▶ [Task description] Which lines to output? The line containing "Get man's forearm" and every line after it in the data below, each copied exactly.

*** Opening Input data ***

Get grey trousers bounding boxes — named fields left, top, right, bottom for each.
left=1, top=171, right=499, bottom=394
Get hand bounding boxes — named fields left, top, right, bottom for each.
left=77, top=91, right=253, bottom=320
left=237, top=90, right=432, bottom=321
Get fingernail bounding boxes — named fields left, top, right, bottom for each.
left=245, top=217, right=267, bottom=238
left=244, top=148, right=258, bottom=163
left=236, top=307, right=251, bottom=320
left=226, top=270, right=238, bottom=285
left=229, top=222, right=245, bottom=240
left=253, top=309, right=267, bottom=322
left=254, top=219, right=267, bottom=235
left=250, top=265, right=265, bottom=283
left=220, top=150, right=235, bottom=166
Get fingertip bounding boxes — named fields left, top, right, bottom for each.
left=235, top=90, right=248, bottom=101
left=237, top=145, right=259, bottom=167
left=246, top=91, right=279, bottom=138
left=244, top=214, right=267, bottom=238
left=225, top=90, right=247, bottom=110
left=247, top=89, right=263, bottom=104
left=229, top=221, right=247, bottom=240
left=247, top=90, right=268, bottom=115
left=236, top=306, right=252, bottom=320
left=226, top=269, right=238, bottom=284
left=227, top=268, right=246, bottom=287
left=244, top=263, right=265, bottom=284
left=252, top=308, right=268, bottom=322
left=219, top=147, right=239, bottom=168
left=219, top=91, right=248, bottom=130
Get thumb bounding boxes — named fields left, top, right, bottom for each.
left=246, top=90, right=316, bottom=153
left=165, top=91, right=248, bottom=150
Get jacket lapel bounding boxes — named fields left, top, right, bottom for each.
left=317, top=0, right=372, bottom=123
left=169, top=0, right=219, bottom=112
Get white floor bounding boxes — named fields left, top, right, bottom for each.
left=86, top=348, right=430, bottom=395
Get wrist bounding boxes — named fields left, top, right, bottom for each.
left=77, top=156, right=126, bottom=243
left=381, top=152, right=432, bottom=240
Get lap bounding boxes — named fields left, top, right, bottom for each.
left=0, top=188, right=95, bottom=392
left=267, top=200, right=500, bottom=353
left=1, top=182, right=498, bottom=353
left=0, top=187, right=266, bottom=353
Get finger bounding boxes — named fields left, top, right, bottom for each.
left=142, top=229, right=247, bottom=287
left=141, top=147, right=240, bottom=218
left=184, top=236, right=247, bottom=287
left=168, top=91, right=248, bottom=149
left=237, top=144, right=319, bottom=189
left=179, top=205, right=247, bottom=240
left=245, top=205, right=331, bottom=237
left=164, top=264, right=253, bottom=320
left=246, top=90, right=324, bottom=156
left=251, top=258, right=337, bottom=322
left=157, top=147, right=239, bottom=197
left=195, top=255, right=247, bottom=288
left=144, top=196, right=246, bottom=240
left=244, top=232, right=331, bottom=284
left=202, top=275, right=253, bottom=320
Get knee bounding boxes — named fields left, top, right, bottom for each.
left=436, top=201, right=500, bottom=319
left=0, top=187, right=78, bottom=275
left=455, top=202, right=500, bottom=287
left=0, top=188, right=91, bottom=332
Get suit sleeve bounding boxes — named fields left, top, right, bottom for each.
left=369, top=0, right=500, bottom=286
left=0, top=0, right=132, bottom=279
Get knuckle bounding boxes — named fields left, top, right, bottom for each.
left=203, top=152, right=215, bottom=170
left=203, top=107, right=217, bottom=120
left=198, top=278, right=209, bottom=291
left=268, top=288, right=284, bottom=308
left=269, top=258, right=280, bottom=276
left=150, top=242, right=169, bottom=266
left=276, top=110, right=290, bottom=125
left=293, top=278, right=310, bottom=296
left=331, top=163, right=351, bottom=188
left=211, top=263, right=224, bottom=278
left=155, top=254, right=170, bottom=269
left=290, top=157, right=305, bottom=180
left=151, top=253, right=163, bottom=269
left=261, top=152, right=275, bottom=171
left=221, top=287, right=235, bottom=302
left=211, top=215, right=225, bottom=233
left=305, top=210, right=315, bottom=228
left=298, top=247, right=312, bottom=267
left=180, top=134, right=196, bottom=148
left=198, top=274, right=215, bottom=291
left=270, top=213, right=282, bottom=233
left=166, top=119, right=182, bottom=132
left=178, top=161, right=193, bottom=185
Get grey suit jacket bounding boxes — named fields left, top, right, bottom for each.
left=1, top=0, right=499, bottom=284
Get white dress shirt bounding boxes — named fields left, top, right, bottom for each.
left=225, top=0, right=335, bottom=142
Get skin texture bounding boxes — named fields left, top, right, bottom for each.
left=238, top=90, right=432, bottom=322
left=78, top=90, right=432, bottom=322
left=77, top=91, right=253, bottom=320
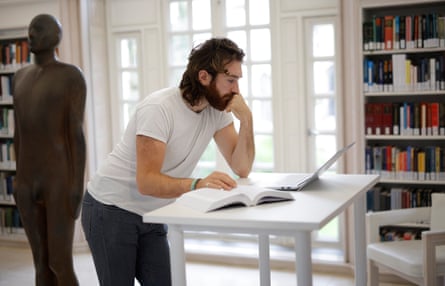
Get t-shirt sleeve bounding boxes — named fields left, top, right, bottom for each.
left=135, top=104, right=171, bottom=143
left=217, top=111, right=234, bottom=131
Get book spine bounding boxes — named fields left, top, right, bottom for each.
left=363, top=22, right=373, bottom=51
left=382, top=103, right=393, bottom=135
left=374, top=103, right=383, bottom=135
left=394, top=15, right=400, bottom=50
left=384, top=15, right=394, bottom=50
left=440, top=102, right=445, bottom=135
left=431, top=102, right=440, bottom=135
left=439, top=16, right=445, bottom=48
left=418, top=151, right=425, bottom=180
left=365, top=103, right=374, bottom=135
left=400, top=15, right=406, bottom=49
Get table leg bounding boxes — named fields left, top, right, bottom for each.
left=258, top=234, right=271, bottom=286
left=294, top=231, right=312, bottom=286
left=353, top=195, right=367, bottom=286
left=169, top=225, right=186, bottom=286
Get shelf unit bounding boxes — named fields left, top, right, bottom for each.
left=361, top=1, right=445, bottom=215
left=0, top=29, right=30, bottom=244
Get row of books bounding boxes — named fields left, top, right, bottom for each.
left=0, top=207, right=23, bottom=234
left=0, top=40, right=31, bottom=70
left=363, top=54, right=445, bottom=93
left=0, top=108, right=14, bottom=136
left=0, top=174, right=14, bottom=202
left=379, top=223, right=429, bottom=241
left=366, top=186, right=441, bottom=212
left=0, top=142, right=15, bottom=168
left=365, top=145, right=445, bottom=181
left=365, top=102, right=445, bottom=136
left=363, top=13, right=445, bottom=51
left=0, top=75, right=13, bottom=98
left=0, top=173, right=18, bottom=234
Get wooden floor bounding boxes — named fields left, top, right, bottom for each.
left=0, top=245, right=411, bottom=286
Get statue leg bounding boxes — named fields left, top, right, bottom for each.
left=46, top=186, right=79, bottom=286
left=14, top=188, right=57, bottom=286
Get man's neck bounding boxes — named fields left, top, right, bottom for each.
left=182, top=96, right=209, bottom=113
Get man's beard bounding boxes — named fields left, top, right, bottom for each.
left=204, top=81, right=234, bottom=111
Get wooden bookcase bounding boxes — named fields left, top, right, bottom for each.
left=0, top=28, right=31, bottom=245
left=360, top=0, right=445, bottom=220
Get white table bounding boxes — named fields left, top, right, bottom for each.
left=143, top=173, right=379, bottom=286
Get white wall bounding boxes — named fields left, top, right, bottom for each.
left=0, top=0, right=59, bottom=30
left=108, top=0, right=159, bottom=27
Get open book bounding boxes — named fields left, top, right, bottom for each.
left=176, top=185, right=294, bottom=212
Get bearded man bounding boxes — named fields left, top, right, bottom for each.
left=81, top=37, right=255, bottom=286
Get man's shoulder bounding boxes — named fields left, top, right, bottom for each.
left=149, top=87, right=179, bottom=98
left=141, top=87, right=179, bottom=105
left=135, top=87, right=183, bottom=120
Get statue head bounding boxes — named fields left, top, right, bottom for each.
left=28, top=14, right=62, bottom=54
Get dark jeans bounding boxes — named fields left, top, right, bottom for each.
left=81, top=191, right=172, bottom=286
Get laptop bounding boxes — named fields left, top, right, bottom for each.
left=255, top=142, right=355, bottom=191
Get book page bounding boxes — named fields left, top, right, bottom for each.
left=230, top=185, right=293, bottom=205
left=176, top=188, right=250, bottom=212
left=176, top=186, right=294, bottom=212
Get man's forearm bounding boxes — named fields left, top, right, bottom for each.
left=231, top=115, right=255, bottom=177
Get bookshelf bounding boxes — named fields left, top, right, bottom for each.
left=361, top=0, right=445, bottom=220
left=0, top=29, right=31, bottom=244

*** Closing Input data ***

▶ [Expected output]
Get man's forearm bounding boxes — named fields left, top, right, bottom for each.
left=231, top=115, right=255, bottom=177
Get bookshelf bounding boxes — named fields left, top, right, bottom for each.
left=361, top=0, right=445, bottom=220
left=0, top=29, right=31, bottom=244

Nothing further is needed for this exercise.